# Prompt:
Recast the entries below as a Markdown table with two columns, Row and Text, giving each line its own numbered row and skipping any blank lines.

# Exercise data:
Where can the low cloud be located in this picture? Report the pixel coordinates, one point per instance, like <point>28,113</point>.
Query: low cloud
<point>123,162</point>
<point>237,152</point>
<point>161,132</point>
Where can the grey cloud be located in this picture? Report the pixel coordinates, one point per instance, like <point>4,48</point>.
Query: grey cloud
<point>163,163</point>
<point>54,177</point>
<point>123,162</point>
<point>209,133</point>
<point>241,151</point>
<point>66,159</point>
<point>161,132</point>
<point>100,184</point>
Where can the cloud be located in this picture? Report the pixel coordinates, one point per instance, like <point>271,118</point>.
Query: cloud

# Exercise result:
| Row | Text |
|---|---|
| 1 | Where can the low cloud be located in this picture? Report the pixel coordinates, one point per instance, like <point>28,113</point>. |
| 2 | Query: low cloud |
| 3 | <point>123,162</point> |
| 4 | <point>237,152</point> |
| 5 | <point>161,132</point> |
| 6 | Where can the grey cloud be located in this picture? Report the pixel coordinates, one point per instance, like <point>4,48</point>. |
| 7 | Query: grey cloud |
| 8 | <point>163,163</point> |
| 9 | <point>54,177</point> |
| 10 | <point>123,162</point> |
| 11 | <point>209,133</point> |
| 12 | <point>241,151</point> |
| 13 | <point>66,159</point> |
| 14 | <point>161,132</point> |
| 15 | <point>100,184</point> |
| 16 | Where can the cloud be located in this picture? Report the pixel coordinates, one point per instance, like <point>271,118</point>. |
| 17 | Query: cloud |